What you should do: Output the rows from the line with "Practice. Point at the folded" up to and including the line with "<point>309,353</point>" as a two-column CSV headed text and answer, with one line per row and each value in a quoted field, line breaks turned into spaces. Leave the pictures out.

Data shown:
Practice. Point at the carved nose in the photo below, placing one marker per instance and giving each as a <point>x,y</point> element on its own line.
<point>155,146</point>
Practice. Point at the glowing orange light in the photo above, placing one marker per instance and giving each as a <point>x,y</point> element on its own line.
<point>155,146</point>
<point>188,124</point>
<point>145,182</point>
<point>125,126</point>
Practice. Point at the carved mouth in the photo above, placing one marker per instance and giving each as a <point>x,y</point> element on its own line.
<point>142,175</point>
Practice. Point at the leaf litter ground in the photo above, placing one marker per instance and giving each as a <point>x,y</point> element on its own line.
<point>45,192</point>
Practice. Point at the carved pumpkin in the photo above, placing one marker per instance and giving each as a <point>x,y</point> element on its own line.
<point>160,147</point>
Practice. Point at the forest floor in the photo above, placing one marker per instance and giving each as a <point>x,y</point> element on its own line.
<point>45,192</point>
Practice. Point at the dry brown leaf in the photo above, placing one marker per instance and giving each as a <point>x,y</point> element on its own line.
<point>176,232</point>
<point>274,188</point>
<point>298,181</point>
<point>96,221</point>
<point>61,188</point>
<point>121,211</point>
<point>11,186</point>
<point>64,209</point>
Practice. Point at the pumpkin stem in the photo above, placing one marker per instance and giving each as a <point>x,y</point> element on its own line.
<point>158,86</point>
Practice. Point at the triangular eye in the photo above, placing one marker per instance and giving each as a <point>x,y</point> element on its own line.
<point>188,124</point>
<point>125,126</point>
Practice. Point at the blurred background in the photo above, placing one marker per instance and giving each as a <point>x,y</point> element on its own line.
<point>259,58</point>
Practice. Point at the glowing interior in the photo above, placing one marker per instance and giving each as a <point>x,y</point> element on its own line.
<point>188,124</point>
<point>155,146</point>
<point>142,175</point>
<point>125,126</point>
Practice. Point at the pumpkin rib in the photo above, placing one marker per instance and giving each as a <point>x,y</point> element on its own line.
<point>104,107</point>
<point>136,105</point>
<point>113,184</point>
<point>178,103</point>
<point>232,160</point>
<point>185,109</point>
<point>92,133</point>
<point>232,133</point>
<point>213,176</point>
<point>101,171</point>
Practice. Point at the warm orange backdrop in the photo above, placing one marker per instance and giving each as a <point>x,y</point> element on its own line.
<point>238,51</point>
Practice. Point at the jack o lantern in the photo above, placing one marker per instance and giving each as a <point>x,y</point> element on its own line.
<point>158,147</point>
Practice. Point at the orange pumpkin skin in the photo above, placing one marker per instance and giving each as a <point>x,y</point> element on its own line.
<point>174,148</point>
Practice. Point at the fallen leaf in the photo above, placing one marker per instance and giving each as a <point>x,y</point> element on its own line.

* * *

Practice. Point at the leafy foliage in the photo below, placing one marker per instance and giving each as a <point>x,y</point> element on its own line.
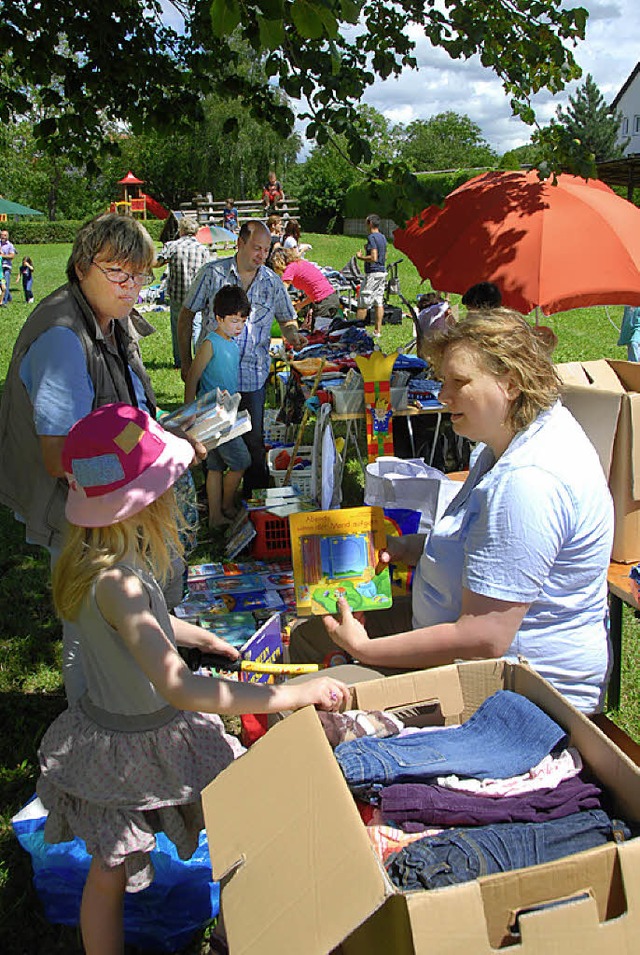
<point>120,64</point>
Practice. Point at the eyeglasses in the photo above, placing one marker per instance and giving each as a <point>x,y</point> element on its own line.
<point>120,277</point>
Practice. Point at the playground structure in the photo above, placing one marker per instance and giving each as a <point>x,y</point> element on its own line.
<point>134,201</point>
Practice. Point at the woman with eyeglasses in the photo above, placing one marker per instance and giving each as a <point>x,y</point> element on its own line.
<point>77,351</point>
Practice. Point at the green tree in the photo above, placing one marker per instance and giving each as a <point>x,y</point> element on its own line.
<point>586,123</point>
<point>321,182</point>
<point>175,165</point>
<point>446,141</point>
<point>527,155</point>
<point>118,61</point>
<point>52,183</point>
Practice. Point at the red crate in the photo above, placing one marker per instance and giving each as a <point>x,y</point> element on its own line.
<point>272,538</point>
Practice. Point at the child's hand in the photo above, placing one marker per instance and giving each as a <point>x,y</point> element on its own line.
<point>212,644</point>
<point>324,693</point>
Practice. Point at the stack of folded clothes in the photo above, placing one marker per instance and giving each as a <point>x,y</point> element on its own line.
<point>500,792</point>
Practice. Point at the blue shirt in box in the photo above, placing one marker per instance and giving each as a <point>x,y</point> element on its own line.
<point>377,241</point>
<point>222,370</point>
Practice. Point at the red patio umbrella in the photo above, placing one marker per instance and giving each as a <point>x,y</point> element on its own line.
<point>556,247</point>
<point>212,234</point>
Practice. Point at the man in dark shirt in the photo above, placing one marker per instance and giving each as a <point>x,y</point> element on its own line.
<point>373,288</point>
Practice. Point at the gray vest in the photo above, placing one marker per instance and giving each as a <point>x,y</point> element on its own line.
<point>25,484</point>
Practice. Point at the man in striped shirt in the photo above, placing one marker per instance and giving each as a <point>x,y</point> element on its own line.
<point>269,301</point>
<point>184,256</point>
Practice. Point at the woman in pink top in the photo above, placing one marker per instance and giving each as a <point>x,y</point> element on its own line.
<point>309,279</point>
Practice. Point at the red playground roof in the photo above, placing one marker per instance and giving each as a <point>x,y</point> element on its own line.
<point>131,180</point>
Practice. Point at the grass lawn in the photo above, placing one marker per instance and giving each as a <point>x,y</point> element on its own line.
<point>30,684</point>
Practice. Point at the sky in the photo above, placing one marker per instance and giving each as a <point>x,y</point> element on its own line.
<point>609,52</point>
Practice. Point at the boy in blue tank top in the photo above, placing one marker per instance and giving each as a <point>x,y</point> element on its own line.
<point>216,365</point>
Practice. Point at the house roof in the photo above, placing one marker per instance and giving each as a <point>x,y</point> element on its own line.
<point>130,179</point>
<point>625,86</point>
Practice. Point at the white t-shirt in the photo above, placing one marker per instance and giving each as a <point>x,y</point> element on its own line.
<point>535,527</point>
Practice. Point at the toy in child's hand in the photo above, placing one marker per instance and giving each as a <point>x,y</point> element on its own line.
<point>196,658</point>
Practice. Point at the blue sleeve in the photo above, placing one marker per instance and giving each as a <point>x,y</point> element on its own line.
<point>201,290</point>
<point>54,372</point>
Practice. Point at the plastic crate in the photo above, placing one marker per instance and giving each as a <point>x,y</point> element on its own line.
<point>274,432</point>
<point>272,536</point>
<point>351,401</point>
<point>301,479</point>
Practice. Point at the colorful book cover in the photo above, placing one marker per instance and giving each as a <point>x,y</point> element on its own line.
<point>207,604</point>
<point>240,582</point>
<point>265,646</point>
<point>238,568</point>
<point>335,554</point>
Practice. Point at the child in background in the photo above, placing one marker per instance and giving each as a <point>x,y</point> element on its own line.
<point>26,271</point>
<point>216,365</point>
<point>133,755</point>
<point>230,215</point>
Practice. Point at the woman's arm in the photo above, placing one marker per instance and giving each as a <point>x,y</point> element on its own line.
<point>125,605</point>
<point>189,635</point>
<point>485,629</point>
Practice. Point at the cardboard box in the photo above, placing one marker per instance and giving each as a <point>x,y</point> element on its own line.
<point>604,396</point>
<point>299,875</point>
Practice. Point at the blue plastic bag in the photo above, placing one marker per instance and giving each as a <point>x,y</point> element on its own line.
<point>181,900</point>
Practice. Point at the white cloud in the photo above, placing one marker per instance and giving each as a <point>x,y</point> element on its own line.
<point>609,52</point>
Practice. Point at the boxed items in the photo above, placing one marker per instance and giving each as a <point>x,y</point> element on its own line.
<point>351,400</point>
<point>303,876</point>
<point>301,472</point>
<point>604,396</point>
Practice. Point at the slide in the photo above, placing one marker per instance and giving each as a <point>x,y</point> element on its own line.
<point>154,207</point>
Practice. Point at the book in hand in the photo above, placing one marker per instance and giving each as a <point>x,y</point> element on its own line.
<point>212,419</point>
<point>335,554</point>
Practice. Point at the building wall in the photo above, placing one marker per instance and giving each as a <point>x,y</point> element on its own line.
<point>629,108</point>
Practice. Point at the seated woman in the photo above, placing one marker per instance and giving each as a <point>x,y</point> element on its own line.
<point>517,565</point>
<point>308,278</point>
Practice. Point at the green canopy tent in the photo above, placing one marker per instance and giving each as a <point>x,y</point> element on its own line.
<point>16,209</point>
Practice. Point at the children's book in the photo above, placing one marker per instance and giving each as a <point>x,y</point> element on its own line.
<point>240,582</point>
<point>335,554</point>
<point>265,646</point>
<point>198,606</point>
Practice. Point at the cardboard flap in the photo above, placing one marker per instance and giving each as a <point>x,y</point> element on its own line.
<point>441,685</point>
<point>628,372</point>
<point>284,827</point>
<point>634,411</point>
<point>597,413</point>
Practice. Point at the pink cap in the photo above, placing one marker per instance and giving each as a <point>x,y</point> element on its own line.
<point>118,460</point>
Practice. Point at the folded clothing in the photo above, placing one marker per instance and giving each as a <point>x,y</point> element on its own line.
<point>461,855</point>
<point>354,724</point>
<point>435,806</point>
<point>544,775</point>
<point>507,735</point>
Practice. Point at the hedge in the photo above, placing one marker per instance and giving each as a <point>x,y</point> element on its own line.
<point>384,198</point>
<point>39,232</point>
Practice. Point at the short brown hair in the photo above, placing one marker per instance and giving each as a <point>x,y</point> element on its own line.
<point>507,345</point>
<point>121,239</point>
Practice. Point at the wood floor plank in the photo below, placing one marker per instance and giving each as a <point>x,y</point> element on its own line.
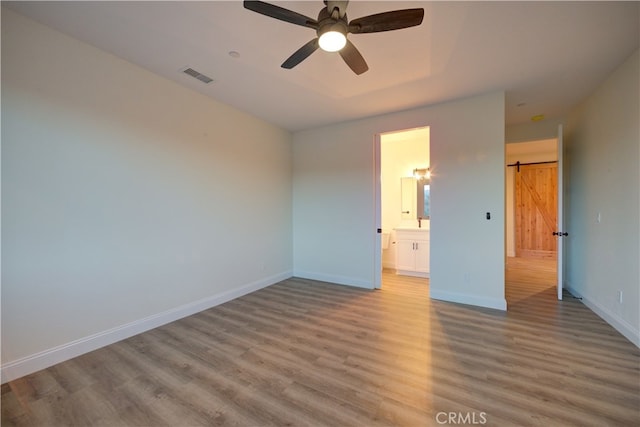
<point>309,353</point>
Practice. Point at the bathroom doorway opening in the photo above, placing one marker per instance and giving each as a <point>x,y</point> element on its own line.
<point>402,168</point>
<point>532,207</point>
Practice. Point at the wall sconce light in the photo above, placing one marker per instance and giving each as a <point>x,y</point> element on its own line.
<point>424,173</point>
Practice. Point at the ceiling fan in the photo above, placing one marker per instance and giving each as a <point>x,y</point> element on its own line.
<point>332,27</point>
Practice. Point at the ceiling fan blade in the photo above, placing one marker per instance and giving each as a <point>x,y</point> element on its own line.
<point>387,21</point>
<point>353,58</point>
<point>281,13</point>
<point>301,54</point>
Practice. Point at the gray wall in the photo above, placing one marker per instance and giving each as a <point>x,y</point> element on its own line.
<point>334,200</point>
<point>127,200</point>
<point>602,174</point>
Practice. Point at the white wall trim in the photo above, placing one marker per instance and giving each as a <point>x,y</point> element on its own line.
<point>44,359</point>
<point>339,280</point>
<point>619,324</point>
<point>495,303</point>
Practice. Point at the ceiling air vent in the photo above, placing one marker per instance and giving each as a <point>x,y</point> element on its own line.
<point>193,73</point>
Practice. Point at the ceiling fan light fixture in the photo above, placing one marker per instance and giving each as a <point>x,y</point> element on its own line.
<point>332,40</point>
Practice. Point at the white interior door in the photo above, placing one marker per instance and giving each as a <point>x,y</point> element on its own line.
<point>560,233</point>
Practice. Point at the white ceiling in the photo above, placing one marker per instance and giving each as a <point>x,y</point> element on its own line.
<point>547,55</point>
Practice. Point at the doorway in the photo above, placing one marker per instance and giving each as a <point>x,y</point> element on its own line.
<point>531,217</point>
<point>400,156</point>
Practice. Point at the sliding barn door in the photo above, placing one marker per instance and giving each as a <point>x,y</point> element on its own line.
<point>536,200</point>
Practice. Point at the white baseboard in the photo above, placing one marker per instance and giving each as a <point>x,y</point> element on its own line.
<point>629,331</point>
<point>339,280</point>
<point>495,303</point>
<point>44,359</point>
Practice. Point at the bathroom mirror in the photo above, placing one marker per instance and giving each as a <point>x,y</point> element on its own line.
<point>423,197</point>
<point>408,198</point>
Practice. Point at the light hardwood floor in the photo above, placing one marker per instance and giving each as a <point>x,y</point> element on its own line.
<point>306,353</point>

* * *

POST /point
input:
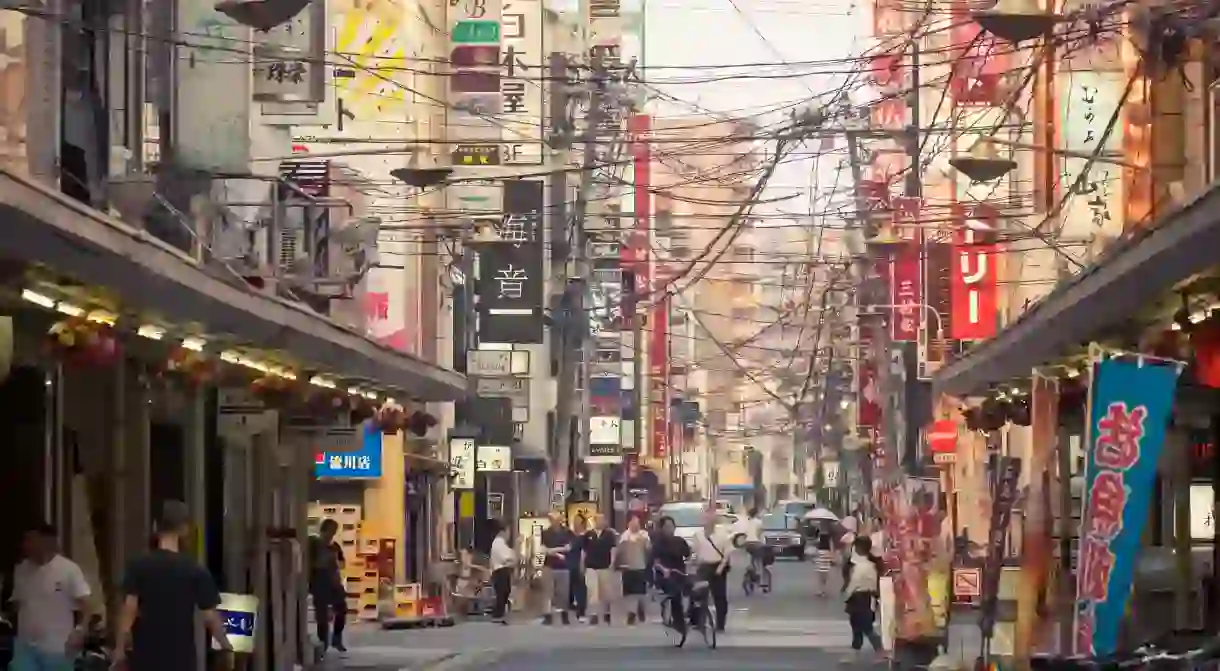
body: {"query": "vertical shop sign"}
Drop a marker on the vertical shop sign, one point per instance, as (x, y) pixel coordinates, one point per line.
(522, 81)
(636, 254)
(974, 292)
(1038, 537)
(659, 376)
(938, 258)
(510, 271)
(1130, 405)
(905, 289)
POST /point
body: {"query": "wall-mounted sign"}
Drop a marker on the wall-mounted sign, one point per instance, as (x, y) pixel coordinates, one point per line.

Answer to the problem:
text,answer
"Practice. Point at the folded clothing in the photo above, placing one marker per instance and giving each as a <point>x,y</point> element on its own line.","<point>461,855</point> <point>354,724</point> <point>435,806</point> <point>544,775</point> <point>507,735</point>"
"Practice. Point at the hedge in the photo above, placing one marker per instance and giving each as a <point>x,y</point> element on its own line.","<point>384,198</point> <point>39,232</point>"
"Practice. Point at the short brown hair in the photo above, placing one marker per instance and giving each as a <point>x,y</point> element on its own line.","<point>507,345</point> <point>121,239</point>"
"Practice. Point at the wood floor plank in the photo below, placing one marker per instance and giving each as a <point>x,y</point> element on its own line.","<point>309,353</point>"